Our research program was catalyzed from the original preparation of a relatively unexplored hydrocarbon-derived monomer containing a pendant trialkylphosphonium cation, which was amenable to controlled free radical polymerization methodologies using our novel difunctional bis-nitroxide initiator. In addition, collaborations with Eastman Chemical and Kraton Polymers revealed the suitability of this novel functional hydrocarbon platform for both adhesive and elastomer technologies, respectively. We have synthesized a series of phosphonium cation-containing block copolymers with external phosphonium sequences and internal acrylic blocks. Figure 2 shows an example of microphase-separated phosphonium-containing triblock copolymers and the formation of lamellar nanostructures are clearly evident. Varying the length of alkyl substituents attached to phosphorus and the size of mobile counteranions enables tuning the strength of electrostatic interactions. Studies have shown that ionic interactions greatly influence corresponding polymer physical properties, such as dynamic mechanical, morphological behavior, ⁴ and ionic transport mechanisms. Our attention on tailored, self-assembled phosphonium triblock ionomers as model membranes provides structure and ionic transport relationships that promises advances in block copolymer structure for emerging applications.

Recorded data
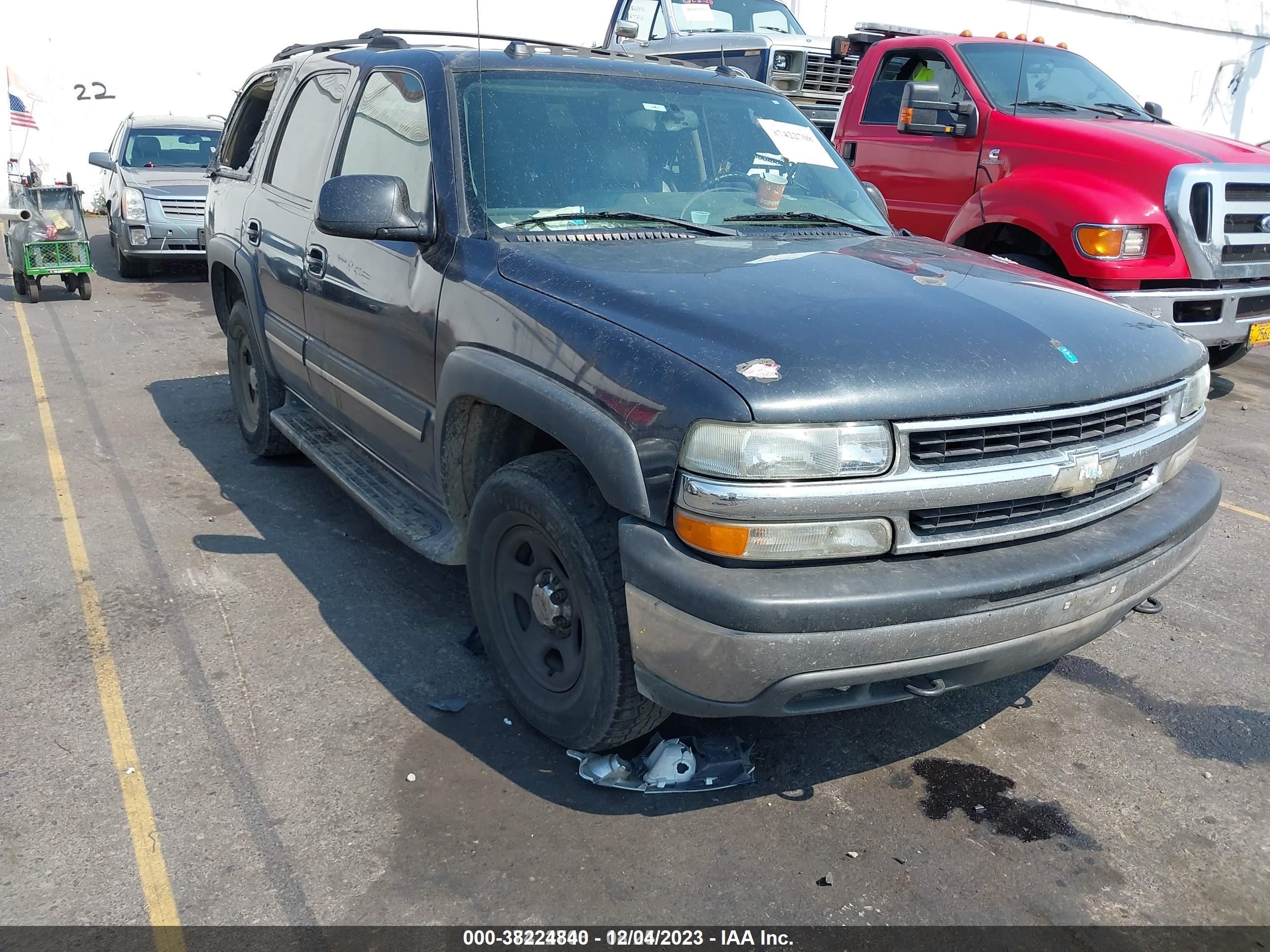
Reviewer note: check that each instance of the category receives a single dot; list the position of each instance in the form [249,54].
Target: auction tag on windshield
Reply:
[797,142]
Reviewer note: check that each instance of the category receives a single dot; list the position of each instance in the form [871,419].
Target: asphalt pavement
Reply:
[276,653]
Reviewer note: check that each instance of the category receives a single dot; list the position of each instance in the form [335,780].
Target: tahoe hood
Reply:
[863,328]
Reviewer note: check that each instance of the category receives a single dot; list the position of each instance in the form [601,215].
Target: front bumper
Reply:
[1236,309]
[717,642]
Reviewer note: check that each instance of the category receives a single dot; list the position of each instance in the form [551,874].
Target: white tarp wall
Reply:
[184,58]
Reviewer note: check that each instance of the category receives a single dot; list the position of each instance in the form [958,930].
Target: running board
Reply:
[395,504]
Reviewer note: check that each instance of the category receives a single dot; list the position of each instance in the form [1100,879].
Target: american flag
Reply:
[19,115]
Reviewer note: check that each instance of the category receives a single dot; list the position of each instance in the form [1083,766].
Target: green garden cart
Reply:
[54,243]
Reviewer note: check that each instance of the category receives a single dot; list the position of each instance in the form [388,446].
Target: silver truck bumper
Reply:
[1230,311]
[703,669]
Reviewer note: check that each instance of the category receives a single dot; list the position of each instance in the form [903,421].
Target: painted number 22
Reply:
[84,94]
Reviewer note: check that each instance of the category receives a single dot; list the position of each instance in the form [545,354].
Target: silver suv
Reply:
[157,195]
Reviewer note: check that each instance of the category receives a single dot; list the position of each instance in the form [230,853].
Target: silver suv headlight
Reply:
[788,452]
[1196,391]
[134,205]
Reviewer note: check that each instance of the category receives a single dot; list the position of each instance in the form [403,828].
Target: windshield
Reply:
[733,17]
[577,144]
[171,148]
[1015,74]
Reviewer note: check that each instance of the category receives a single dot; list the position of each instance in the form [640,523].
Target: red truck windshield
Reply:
[1014,75]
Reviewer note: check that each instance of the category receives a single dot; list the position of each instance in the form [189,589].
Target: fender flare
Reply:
[223,250]
[582,428]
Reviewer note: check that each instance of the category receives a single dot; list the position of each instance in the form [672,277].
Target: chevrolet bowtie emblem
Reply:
[1084,471]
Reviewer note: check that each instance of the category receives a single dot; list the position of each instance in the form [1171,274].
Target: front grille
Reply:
[1247,192]
[1245,254]
[1244,224]
[991,516]
[975,443]
[56,254]
[175,208]
[825,75]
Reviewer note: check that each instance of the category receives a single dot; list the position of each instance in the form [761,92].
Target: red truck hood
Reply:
[1138,144]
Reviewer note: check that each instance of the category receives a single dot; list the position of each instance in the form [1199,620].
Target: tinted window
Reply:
[389,135]
[1011,73]
[243,134]
[169,148]
[301,153]
[907,67]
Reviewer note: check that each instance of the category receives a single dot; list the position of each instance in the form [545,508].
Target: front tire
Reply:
[1220,357]
[545,578]
[257,393]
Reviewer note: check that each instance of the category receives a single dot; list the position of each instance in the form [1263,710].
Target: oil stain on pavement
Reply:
[984,798]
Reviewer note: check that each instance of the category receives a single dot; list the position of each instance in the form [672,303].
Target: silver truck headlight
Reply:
[788,452]
[1196,391]
[134,205]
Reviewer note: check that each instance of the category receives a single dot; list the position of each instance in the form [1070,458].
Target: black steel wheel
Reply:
[257,393]
[544,573]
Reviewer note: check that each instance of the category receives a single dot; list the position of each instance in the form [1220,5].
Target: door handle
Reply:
[317,261]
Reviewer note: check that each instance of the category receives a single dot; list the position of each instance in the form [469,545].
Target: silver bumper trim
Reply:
[1229,329]
[724,666]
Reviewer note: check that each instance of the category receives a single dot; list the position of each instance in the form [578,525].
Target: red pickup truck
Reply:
[1032,153]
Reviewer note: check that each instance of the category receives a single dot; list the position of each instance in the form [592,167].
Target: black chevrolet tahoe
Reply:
[632,342]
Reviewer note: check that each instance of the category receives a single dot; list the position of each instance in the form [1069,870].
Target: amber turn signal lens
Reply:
[1100,243]
[711,536]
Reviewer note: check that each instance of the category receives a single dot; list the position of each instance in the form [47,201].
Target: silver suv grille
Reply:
[828,78]
[1217,212]
[183,207]
[933,447]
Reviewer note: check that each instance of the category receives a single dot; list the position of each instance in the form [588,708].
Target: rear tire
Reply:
[257,393]
[1220,357]
[545,577]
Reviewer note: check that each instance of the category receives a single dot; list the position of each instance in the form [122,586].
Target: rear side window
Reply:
[305,139]
[248,120]
[389,134]
[903,67]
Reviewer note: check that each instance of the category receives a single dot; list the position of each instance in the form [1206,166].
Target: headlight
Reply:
[1112,243]
[134,205]
[785,541]
[1196,391]
[780,452]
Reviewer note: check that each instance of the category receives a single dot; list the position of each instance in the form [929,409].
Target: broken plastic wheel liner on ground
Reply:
[677,766]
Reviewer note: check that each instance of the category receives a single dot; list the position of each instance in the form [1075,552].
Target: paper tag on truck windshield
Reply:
[797,142]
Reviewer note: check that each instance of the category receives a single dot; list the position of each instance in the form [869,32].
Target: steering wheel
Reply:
[726,182]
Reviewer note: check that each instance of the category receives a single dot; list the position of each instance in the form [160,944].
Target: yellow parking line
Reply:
[136,804]
[1263,517]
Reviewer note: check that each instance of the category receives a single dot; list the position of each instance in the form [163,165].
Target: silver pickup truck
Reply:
[759,37]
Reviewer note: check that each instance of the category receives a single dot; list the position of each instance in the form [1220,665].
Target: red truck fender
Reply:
[1050,202]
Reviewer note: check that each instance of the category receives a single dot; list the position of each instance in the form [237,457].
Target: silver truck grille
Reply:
[1217,211]
[183,207]
[828,78]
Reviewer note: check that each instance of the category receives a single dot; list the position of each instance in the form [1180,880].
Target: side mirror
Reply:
[920,112]
[373,207]
[876,197]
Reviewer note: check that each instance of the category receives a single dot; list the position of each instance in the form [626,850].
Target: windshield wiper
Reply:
[1125,107]
[807,217]
[627,216]
[1048,104]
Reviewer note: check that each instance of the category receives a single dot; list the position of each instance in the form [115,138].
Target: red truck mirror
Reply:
[922,111]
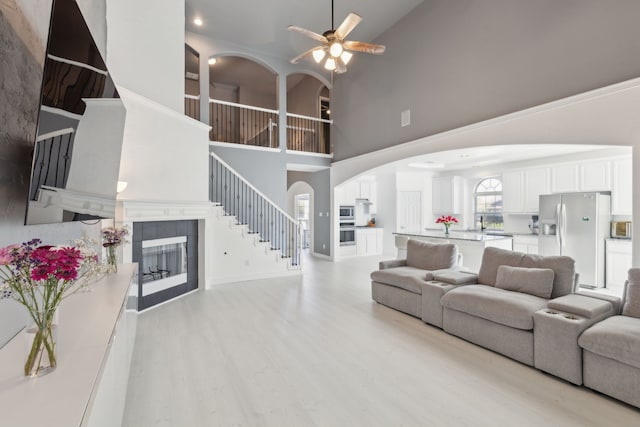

> _Written problem_
In the passage on phosphonium-containing block copolymers, which polymer physical properties are named as greatly influenced by ionic interactions? List them all.

> _Exercise output_
- Dynamic mechanical
- Morphological behavior
- Ionic transport mechanisms